PAGE:
· · · · ·

Bell, centre, with Gamble and Huff. Photograph: Michael Ochs Archives/Getty Images

Bell remained financially savvy, steering clear of drink and drugs because, he told me, “I never wanted to embarrass my mother. Heck, no. My only hobby was tropical fish.” He also resisted tying himself down to one record label – much as his old Cameo-Parkway sidekicks Kenny Gamble and Leon Huff wanted him as their in-house arranger at Philadelphia International – which meant that when Columbia asked if he’d like to arrange the new album by the hugely successful crooner Johnny Mathis in 1975, he was free to jump in, fully committed.

The first thing Bell did was to interview Mathis, ask him about his life, and try to dig out what he really wanted from his new record. The result was the extraordinary, positivist single Life Is a Song Worth Singing: “No one had ever given him stuff like that before,” Bell said. “More mannish. I said: ‘Do you want to take that ride? Because don’t get to the middle of the stream and tell me you can’t swim.’ He was on pop radio and Black radio, he couldn’t believe it.” The companion album I’m Coming Home was Mathis’ best, and sold particularly well in the UK.

Bell’s approach with another huge star, Dionne Warwick, was more unorthodox yet. “Everything she did – she looked like a cat. She even sang through her nose like a cat,” reckoned Bell. So he wrote the slinky Track of the Cat for her; then, to add some atmosphere, he went to the nearest zoo at 6am and made a recording of a big cat. “And it was amazing, because he growled in the exact same key as she sang.”

Bell’s sound has remained remarkably fresh sounding. When Elton John’s Are You Ready for Love – an obscure product of 1977 sessions with Bell – was used on a Sky Sports advert in 2003, it became a No 1 single. Elton has since acknowledged that Bell’s records were the inspiration behind his timeless Philadelphia Freedom.

In his later years, Bell offloaded his 30-odd gold discs and 10 platinum discs to his kids and grandchildren. Good memories, but another lifetime to him. Besides, he needed the wall space for his 1,500 cookbooks – he had thrown himself into Asiatic cuisine with the same dedication and attention to detail that made him one of the most original writers and arrangers in all R&B.

· · · · ·

PROVIDED DATA:
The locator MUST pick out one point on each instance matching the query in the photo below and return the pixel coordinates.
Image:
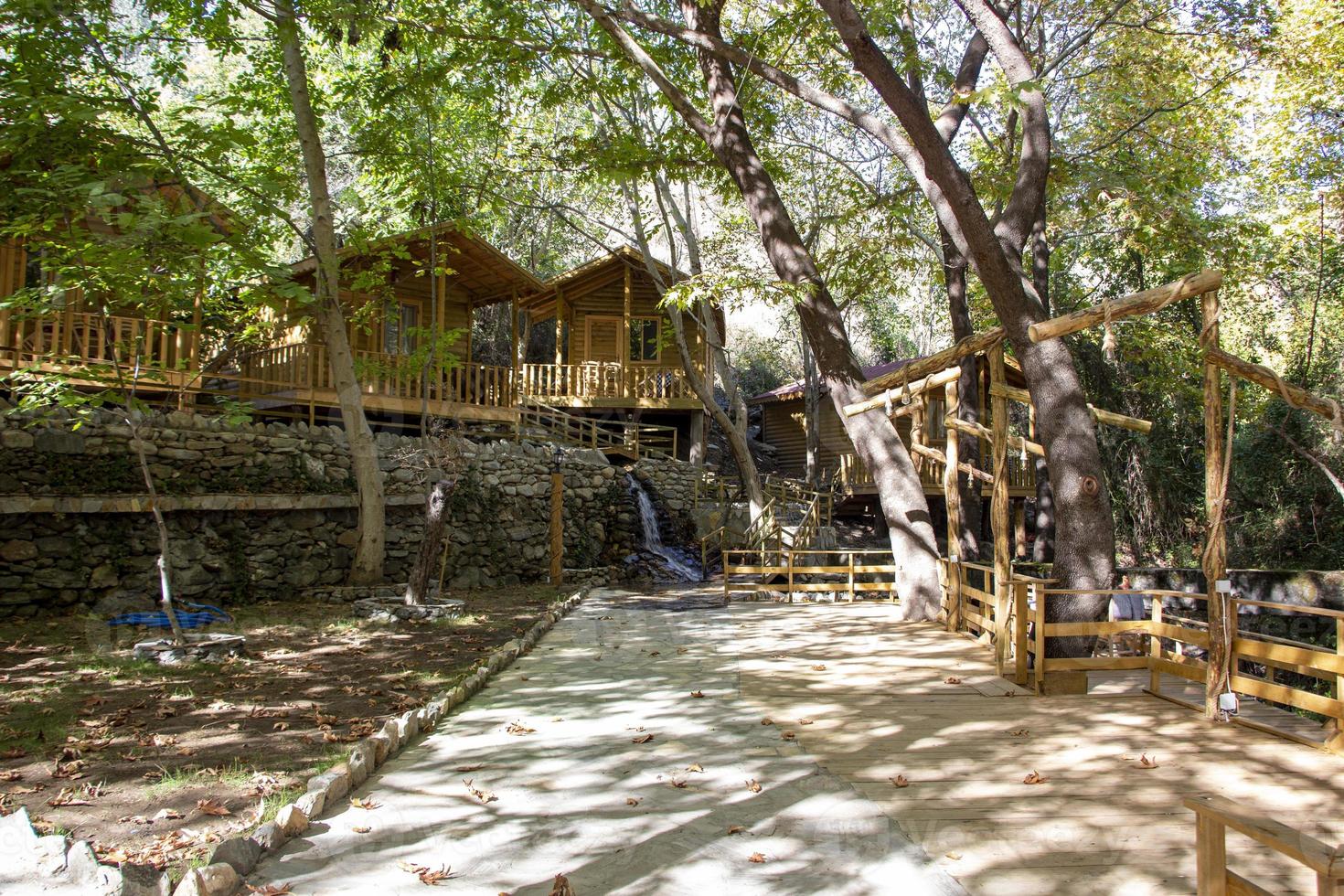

· · · · ·

TO DO:
**a)** In the article about Bell, what did he say was his only hobby?
**b)** Rewrite the article about Bell from "Bell’s sound has" to "timeless Philadelphia Freedom.", swapping "advert" for "commercial".

PER-TASK ANSWERS:
**a)** Tropical fish.

**b)**
Bell’s sound has remained remarkably fresh sounding. When Elton John’s Are You Ready for Love – an obscure product of 1977 sessions with Bell – was used on a Sky Sports commercial in 2003, it became a No 1 single. Elton has since acknowledged that Bell’s records were the inspiration behind his timeless Philadelphia Freedom.